**GOAL:**
Reproduce the data below word for word, but leave out the pictures.

**RECORDS:**
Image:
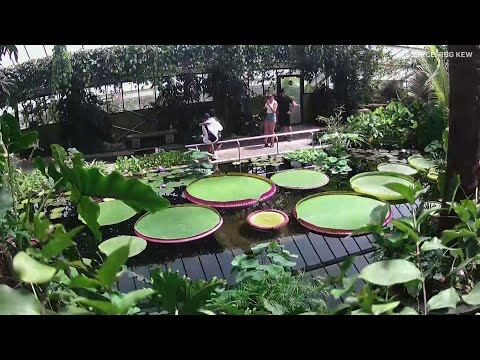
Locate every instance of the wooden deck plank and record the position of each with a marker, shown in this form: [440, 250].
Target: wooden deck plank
[321, 247]
[290, 246]
[211, 266]
[306, 250]
[193, 268]
[225, 260]
[363, 242]
[350, 245]
[177, 265]
[335, 244]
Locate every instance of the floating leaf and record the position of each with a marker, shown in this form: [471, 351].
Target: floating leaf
[136, 245]
[32, 271]
[390, 272]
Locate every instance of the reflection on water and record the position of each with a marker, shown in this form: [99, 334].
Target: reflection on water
[235, 232]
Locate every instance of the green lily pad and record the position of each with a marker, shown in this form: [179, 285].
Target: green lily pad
[300, 179]
[113, 212]
[178, 223]
[397, 168]
[373, 183]
[229, 188]
[336, 212]
[137, 245]
[421, 163]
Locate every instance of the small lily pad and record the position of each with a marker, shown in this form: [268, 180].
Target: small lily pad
[137, 245]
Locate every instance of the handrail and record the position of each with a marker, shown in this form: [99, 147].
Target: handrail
[311, 132]
[259, 137]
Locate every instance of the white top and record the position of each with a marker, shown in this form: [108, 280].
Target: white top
[213, 126]
[271, 107]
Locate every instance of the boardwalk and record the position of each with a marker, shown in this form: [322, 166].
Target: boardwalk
[318, 255]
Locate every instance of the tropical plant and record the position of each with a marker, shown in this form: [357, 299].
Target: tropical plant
[430, 80]
[270, 288]
[389, 126]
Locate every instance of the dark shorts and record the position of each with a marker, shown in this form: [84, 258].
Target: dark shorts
[284, 120]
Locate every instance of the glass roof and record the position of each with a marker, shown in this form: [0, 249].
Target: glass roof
[28, 52]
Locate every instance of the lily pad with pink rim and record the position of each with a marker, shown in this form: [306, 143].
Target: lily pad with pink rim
[269, 219]
[179, 223]
[374, 184]
[300, 179]
[230, 190]
[337, 213]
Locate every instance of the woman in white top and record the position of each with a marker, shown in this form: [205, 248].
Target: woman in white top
[210, 129]
[270, 121]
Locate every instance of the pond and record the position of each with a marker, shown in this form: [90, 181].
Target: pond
[235, 233]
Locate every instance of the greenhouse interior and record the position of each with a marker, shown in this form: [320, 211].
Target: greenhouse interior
[239, 179]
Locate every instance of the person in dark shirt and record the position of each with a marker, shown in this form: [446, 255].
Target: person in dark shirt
[285, 106]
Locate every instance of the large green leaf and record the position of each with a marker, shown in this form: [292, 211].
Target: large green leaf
[132, 298]
[6, 200]
[384, 308]
[139, 196]
[60, 241]
[473, 297]
[434, 244]
[107, 274]
[13, 137]
[32, 271]
[18, 302]
[390, 272]
[89, 211]
[449, 235]
[408, 192]
[444, 299]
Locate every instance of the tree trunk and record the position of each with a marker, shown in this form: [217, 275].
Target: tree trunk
[463, 140]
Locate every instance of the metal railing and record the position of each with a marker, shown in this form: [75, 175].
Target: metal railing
[312, 132]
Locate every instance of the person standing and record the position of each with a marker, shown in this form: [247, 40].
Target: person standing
[270, 121]
[210, 129]
[285, 107]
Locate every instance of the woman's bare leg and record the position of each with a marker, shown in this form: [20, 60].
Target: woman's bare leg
[266, 130]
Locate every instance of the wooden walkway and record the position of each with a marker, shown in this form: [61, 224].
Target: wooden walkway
[318, 255]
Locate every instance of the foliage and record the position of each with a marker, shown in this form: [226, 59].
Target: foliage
[307, 156]
[181, 296]
[165, 159]
[438, 268]
[84, 183]
[392, 125]
[430, 122]
[29, 183]
[270, 289]
[430, 81]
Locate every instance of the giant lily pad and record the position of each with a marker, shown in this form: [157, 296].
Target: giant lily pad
[230, 190]
[300, 179]
[269, 219]
[337, 213]
[397, 168]
[180, 223]
[373, 183]
[421, 163]
[113, 212]
[136, 245]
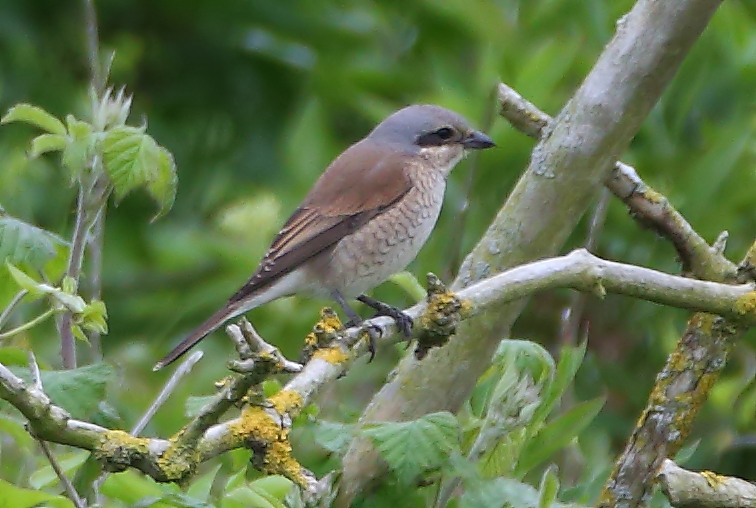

**FINAL RESULT:**
Image:
Locate every instance of the wooden deck plank and record the position of each with a marker, shown in this form: [440, 250].
Target: wooden deck plank
[321, 247]
[290, 246]
[211, 266]
[306, 250]
[193, 268]
[225, 260]
[363, 242]
[350, 245]
[177, 265]
[335, 244]
Locate every instance of the floating leaf and record the position of each with a marker, shown in this form: [471, 351].
Target: floating leaf
[136, 245]
[32, 271]
[390, 272]
Locate every instance of the reflection on water and record the position of each with a marker, shown in this form: [99, 334].
Target: reflection on water
[235, 232]
Locate every instance of the green lily pad and record the position of each with a marker, shown in this form: [179, 285].
Target: green lily pad
[300, 179]
[113, 212]
[178, 223]
[397, 168]
[373, 183]
[229, 188]
[336, 212]
[137, 245]
[421, 163]
Locate every instance of the small lily pad and record the position of each with a marker, shown in this form: [268, 180].
Target: small lily pad
[137, 245]
Locate every instance of the handrail and record the position of each with a marker, shown in this form: [99, 147].
Target: handrail
[311, 132]
[259, 137]
Locate every instance of the white top and record the position of each with a marker, shown in this form: [108, 280].
Target: white top
[213, 126]
[271, 107]
Locate every instance of the boardwalk and record the position of each with a marker, shown in this form: [322, 166].
Target: boardwalk
[318, 255]
Locate every instance of the tropical plant and record the position of each with a marker, shown in this form: [357, 299].
Target: tropical plant
[430, 80]
[270, 288]
[389, 126]
Locate every instance of the dark shorts and record the position of each with a marker, shown in this form: [84, 258].
Target: dark shorts
[284, 120]
Locate every instance of the glass roof and record the position of each with a marker, shown in this form: [0, 249].
Target: glass roof
[28, 52]
Locate every instance of the lily pad with pink rim and record the position of each with a marker, shown in this form: [306, 143].
Target: lily pad with pink rim
[269, 219]
[179, 223]
[374, 184]
[300, 179]
[230, 190]
[337, 213]
Locate every instance of the woman in white top and record the position of each with a marker, shown in this form: [205, 248].
Target: woman in white top
[210, 129]
[270, 121]
Locate every instance of the pond and record the position of each with a marker, shown in this form: [90, 181].
Target: pond
[235, 233]
Locate every instance of the greenhouse interior and record the position of each with a marker, shown in this form: [320, 211].
Target: greenhouse interior
[239, 179]
Locate every instance of the person in dark shirt and record the position of each with a marker, shown in this form: [446, 255].
Target: person in dark shirt
[285, 106]
Locate every instance of the large green leaf and record the position of each with a marker, shown in this form: [292, 211].
Target: large green leaf
[132, 298]
[6, 200]
[384, 308]
[139, 196]
[60, 241]
[473, 297]
[434, 244]
[107, 274]
[13, 137]
[32, 271]
[18, 302]
[390, 272]
[89, 211]
[449, 235]
[408, 192]
[444, 299]
Locate every instance of the tree trunk and record the position of each with a marker, shown in this form: [217, 275].
Target: tree trunk
[463, 140]
Locate every instance of the metal railing and record the position of each with a marker, shown in this form: [75, 175].
Target: metal railing
[312, 132]
Locate every instance of the person standing and record the position of each with a marker, shown in this form: [247, 40].
Target: person standing
[270, 121]
[210, 129]
[285, 107]
Locate every instance of the woman's bare leg and record the position of each with a marker, shown in this form: [20, 60].
Target: woman's bare leg
[266, 130]
Locate every instance of the wooden walkway and record the position of each with a marker, shown in this form: [61, 224].
Target: wooden walkway
[318, 255]
Locate every instance of the foliage and record the position of each with a marker, shown in this form: [226, 59].
Target: foliage
[307, 156]
[181, 296]
[165, 159]
[438, 268]
[84, 183]
[392, 125]
[430, 122]
[29, 183]
[270, 289]
[430, 81]
Locate every instance of the giant lily pad and record the position of each with a marker, shown in this form: [157, 296].
Target: giant lily pad
[230, 190]
[300, 179]
[269, 219]
[337, 213]
[397, 168]
[180, 223]
[373, 183]
[421, 163]
[113, 212]
[136, 245]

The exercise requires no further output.